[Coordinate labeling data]
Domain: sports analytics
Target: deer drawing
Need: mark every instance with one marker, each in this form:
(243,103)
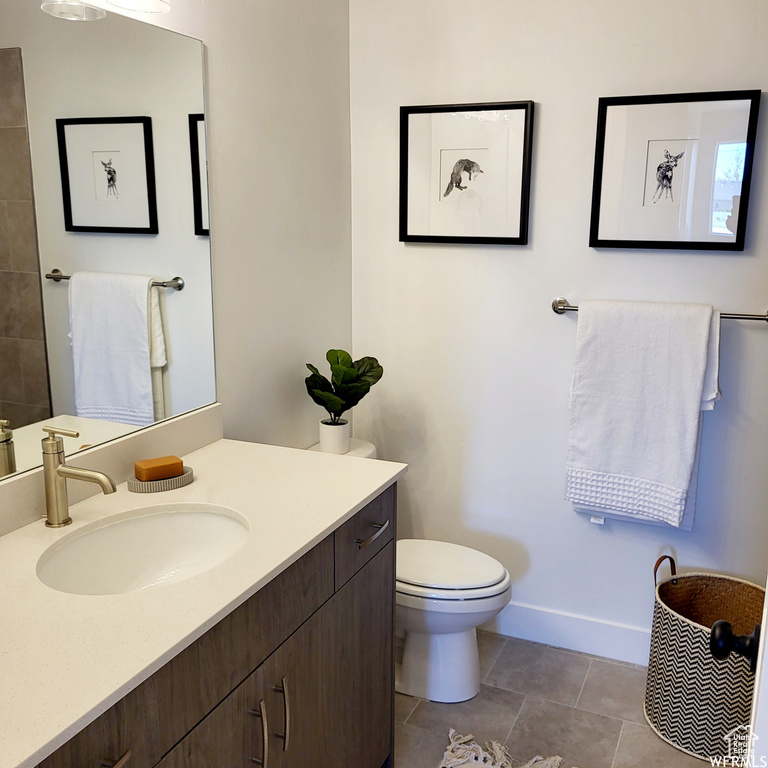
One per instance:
(469,167)
(111,179)
(664,174)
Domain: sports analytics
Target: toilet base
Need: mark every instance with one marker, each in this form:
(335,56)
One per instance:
(440,667)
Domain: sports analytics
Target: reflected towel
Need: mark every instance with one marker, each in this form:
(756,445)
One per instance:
(636,399)
(117,337)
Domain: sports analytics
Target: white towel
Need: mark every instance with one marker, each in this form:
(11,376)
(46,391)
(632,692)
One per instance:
(117,337)
(636,399)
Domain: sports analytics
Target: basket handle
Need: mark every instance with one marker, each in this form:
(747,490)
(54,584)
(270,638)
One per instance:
(672,566)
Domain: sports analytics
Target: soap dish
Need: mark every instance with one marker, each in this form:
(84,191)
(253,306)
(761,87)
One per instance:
(155,486)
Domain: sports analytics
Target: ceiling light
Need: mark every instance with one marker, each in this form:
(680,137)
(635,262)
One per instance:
(72,10)
(142,6)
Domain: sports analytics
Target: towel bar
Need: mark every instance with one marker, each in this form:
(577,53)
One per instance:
(561,305)
(177,283)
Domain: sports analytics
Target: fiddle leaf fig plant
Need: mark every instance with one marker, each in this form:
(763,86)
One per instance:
(350,382)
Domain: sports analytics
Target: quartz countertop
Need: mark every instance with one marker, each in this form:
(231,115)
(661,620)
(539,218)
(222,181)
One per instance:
(65,659)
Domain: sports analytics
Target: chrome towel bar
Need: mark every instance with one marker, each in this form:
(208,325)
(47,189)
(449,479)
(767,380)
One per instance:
(561,305)
(177,283)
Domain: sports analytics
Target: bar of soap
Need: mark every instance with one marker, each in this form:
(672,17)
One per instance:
(158,469)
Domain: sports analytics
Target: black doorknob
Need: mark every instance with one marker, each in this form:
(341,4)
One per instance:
(722,642)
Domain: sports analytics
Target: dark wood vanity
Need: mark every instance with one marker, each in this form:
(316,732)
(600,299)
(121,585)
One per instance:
(301,675)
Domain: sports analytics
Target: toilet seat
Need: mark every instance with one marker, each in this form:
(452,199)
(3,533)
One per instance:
(433,593)
(440,570)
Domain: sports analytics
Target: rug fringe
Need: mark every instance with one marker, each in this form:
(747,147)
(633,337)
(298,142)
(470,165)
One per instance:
(464,751)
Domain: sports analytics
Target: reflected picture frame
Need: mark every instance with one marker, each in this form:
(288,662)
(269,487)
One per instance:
(198,156)
(465,173)
(674,171)
(107,169)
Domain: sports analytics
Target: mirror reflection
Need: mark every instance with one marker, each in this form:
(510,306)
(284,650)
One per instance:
(52,70)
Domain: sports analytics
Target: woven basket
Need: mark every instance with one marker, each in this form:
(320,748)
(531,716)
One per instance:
(692,700)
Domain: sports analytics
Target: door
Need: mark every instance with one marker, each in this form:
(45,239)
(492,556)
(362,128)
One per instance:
(328,689)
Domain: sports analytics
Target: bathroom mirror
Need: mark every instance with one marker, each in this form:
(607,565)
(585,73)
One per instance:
(113,68)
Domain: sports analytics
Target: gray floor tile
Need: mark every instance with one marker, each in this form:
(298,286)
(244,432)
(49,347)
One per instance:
(404,706)
(540,671)
(489,647)
(640,747)
(417,748)
(489,716)
(581,738)
(614,690)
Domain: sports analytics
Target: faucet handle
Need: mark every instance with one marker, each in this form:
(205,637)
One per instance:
(53,443)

_Task_.
Count the lines of the records above that contain the string "toilet". Reply with the number alone.

_Reply to the exercise_.
2